**TEKS PILIHAN:**
━━━

Media dan Kolaborasi Gerakan Anti Korupsi

 

Media dan Kolaborasi Gerakan Anti Korupsi

Kegiatan Sosialisasi Platform ke 6 dihadiri oleh peserta umum dengan jumlah total peserta 27 orang yang meliputi 19 Laki-laki dan 8 Perempuan. Menghadirkan dua narasumber yaitu Tibiko Zabar Pradano dari Indonesia Corruption Watch (ICW) dan Arief Putra Ramadhan selaku Koordinator Kerja Sama Organisasi Program MEDIA. Topik yang dibahas pada sosialisasi tersebut bertemakan, Media Dan Kolaborasi Gerakan Anti Korupsi.

 

Terdapat dua topik utama yakni tentang media dan kolaborasi dalam gerakan anti korupsi di Indonesia, suatu topik yang bisa dikatakan sebagai gerakan yang cukup baru. Isu kolaborasi gerakan anti korupsi dalam konteks gerakan masyarakat sipil sudah terjadi sejak lama terutama dalam ranah media. Isu korupsi ini menjadi sesuatu yang ramai diperbincangkan, perlu digaris bawahi bersama bahwa persoalan korupsi bukanlah persoalan yang serta-merta tuntas, isu korupsi menjadi perhatian banyak pihak.

━━━

**CATATAN DATA:**
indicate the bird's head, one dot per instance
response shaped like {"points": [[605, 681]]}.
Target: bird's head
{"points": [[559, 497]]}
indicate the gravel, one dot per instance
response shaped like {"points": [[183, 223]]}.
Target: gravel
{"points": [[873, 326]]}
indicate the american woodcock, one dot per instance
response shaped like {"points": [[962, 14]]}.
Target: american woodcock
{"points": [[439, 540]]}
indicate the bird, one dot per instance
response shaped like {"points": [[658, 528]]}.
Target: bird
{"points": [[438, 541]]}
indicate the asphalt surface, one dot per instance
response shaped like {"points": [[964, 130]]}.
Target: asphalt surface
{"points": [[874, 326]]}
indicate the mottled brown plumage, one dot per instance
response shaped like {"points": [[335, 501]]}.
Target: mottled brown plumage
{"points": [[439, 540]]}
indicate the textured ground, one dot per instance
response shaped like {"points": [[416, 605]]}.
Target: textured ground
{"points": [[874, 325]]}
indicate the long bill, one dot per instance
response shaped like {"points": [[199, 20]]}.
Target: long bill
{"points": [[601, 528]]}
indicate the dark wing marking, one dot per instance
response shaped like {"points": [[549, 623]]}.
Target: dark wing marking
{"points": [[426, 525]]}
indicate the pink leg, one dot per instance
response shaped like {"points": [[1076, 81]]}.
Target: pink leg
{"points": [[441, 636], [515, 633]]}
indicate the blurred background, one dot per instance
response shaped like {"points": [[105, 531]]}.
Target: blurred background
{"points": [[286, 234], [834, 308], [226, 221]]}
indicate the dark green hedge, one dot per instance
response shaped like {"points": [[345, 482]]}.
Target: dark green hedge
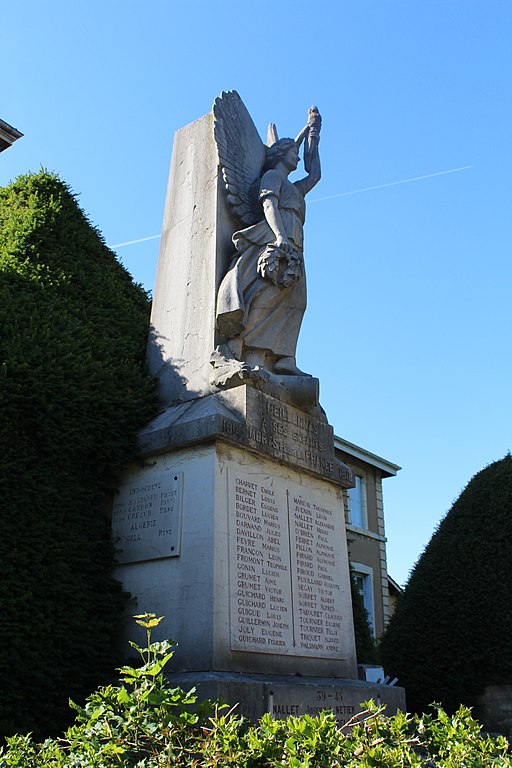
{"points": [[451, 634], [73, 392]]}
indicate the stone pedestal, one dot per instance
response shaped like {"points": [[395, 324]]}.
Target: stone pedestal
{"points": [[237, 536]]}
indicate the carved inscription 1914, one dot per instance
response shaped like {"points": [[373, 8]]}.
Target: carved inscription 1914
{"points": [[288, 579]]}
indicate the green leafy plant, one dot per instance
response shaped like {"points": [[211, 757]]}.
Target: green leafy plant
{"points": [[145, 722]]}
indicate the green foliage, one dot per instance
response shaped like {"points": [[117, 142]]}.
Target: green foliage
{"points": [[144, 722], [366, 651], [451, 634], [73, 392]]}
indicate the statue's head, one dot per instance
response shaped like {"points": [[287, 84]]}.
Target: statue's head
{"points": [[278, 151]]}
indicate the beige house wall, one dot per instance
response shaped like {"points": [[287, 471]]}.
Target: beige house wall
{"points": [[367, 543]]}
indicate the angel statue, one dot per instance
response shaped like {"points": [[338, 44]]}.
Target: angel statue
{"points": [[262, 297]]}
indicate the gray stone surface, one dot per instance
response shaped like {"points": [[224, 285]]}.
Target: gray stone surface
{"points": [[288, 569], [194, 253], [199, 591], [262, 297], [283, 696], [219, 322], [146, 518], [249, 418]]}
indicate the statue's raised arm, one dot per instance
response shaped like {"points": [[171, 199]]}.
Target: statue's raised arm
{"points": [[262, 297]]}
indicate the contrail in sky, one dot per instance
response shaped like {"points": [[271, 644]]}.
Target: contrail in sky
{"points": [[391, 184], [132, 242], [332, 197]]}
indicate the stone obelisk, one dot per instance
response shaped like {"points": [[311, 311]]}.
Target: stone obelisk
{"points": [[231, 522]]}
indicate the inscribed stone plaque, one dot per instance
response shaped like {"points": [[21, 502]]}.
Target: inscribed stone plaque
{"points": [[344, 701], [286, 567], [146, 518]]}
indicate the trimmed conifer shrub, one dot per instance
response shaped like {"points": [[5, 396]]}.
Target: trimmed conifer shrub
{"points": [[451, 634], [73, 393]]}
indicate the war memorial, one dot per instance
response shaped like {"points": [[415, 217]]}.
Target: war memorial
{"points": [[230, 523]]}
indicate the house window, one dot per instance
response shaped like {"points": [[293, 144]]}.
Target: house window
{"points": [[357, 503], [364, 580]]}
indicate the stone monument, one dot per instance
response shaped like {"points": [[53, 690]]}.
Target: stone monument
{"points": [[231, 522]]}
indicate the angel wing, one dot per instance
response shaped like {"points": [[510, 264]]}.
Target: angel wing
{"points": [[241, 155]]}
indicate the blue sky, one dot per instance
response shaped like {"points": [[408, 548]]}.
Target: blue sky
{"points": [[408, 321]]}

━━━

**TUGAS LATIHAN:**
• a. Menurut teks tentang media dan kolaborasi gerakan anti korupsi, berapa jumlah peserta perempuan dalam kegiatan sosialisasi tersebut?
• b. Kembalikan setiap baris catatan yang memuat kata "wing", dengan membedakan huruf besar dan huruf kecil.
Teks dan catatan di atas merupakan dua bahan yang berdiri sendiri.

**HASIL AKHIR:**
• a. Delapan orang.

• b.
indicate the dark wing marking, one dot per instance
Target: dark wing marking
indicate the angel wing, one dot per instance
Target: angel wing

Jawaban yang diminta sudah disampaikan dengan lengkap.